Begin TASK INPUTS

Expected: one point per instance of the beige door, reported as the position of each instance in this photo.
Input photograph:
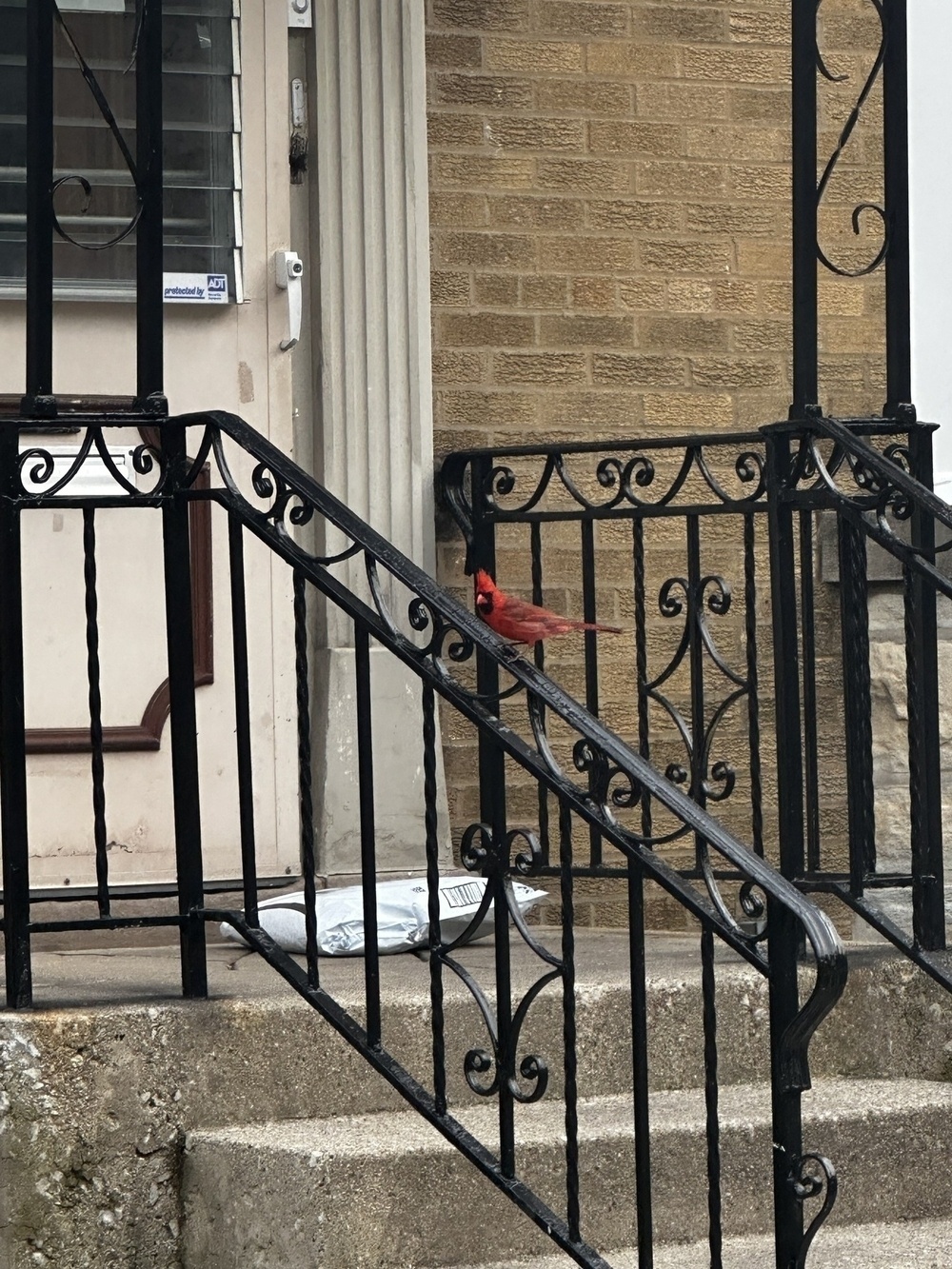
(223, 355)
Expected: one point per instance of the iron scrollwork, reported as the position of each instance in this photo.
(848, 127)
(630, 481)
(486, 853)
(811, 1177)
(114, 129)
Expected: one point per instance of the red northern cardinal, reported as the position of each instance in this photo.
(524, 622)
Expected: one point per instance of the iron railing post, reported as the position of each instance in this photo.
(784, 1101)
(182, 720)
(857, 704)
(786, 654)
(895, 138)
(805, 286)
(923, 708)
(149, 231)
(491, 765)
(13, 742)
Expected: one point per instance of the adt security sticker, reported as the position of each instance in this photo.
(194, 288)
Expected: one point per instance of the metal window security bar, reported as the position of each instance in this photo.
(95, 199)
(593, 781)
(598, 801)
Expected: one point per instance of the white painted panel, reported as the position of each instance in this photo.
(931, 205)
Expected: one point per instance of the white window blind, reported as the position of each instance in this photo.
(202, 126)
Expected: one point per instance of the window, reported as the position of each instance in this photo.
(201, 152)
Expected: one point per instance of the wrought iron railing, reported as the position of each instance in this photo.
(594, 782)
(743, 529)
(872, 479)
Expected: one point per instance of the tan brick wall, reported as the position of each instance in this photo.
(611, 221)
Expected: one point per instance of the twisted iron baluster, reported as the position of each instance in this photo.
(95, 707)
(757, 810)
(304, 777)
(714, 1128)
(540, 656)
(569, 1031)
(638, 530)
(430, 827)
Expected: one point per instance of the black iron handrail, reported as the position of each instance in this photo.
(882, 496)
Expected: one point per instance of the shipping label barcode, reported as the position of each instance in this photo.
(464, 896)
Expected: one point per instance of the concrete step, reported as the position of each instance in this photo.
(387, 1191)
(902, 1245)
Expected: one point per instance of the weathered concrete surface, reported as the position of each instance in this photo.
(102, 1082)
(910, 1245)
(346, 1195)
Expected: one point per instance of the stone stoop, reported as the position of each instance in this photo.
(387, 1192)
(159, 1134)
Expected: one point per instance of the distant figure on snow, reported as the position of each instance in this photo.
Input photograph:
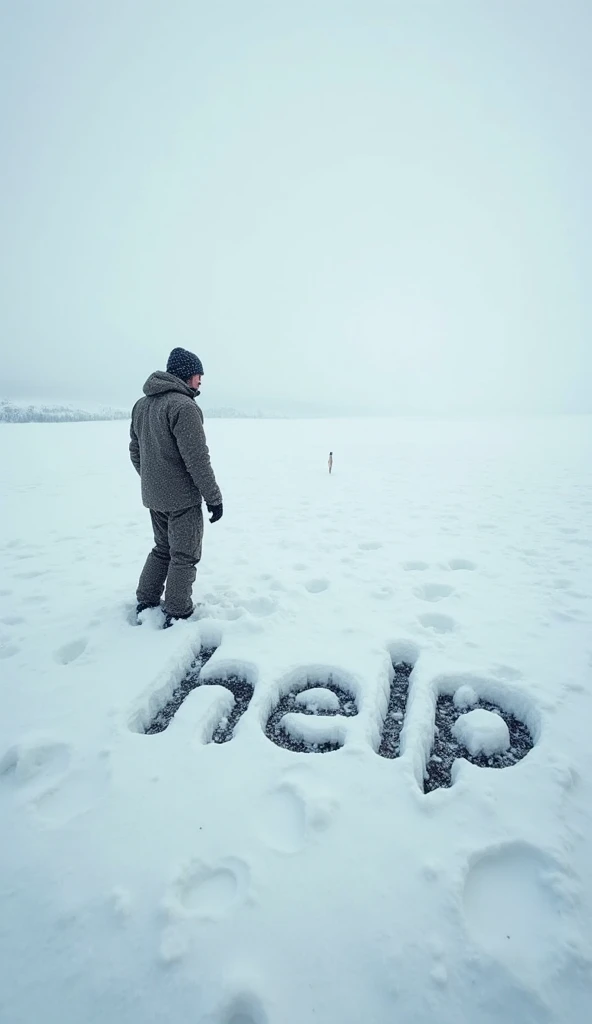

End TASK INPUTS

_EXERCISE DIRECTIONS_
Update the rows from the start through the line containing "(902, 1245)", replacing "shipping label barcode" with "package barcode" and changing nothing else. Leave the pictures out of your answer.

_RESULT FOR THIS EXERCISE_
Expected: one point per instance of the beige door, reported as the position of each instance in this photo.
Input photograph:
(223, 355)
Expected: one point per instance of the iron scrollwork, reported as the position of each instance in this photo.
(848, 127)
(630, 481)
(486, 853)
(811, 1177)
(114, 129)
Expected: one point per instance of the red northern cardinal, reported as the position of each instance in this photo.
(524, 622)
Expected: one point per instance of the iron railing post, reported as the position of each instance in this photo.
(784, 1101)
(182, 720)
(857, 704)
(786, 654)
(895, 138)
(805, 286)
(923, 708)
(149, 231)
(491, 765)
(13, 742)
Expected: one point per instance of the adt security sticker, reported as the position of each instance in this photo.
(194, 288)
Expected: one point per instance of the metal window security bar, reported as the position of each instance in this photo.
(95, 199)
(593, 781)
(598, 801)
Expected: one point per instance of the white painted panel, reported as the position of each instance in this photo.
(931, 205)
Expected: one point per instance of the white window blind, reported as the position of each instance in this photo.
(202, 126)
Expected: one point per instance of the window, reported as the position of each instance in this photo.
(201, 152)
Expected: one point per instance of the wrought iron railing, reported as the position of each instance in this photo.
(594, 782)
(743, 529)
(872, 479)
Expected: one point per instance of the tan brick wall, reported as the position of each instance in this photo.
(611, 221)
Expected: one point per instance of the twisted iron baluster, reported as the position of each instance in this photo.
(95, 707)
(757, 810)
(304, 777)
(714, 1128)
(540, 656)
(569, 1031)
(638, 530)
(430, 827)
Expected: one point per instance of the black iron handrail, reported as the position of each instance in this photo.
(882, 496)
Expected: one point per instance of the package barcode, reported as the position of each instance in this photo.
(464, 896)
Expected: one point per instance of the concrete step, reported as the position of each instance in this photo.
(387, 1191)
(902, 1245)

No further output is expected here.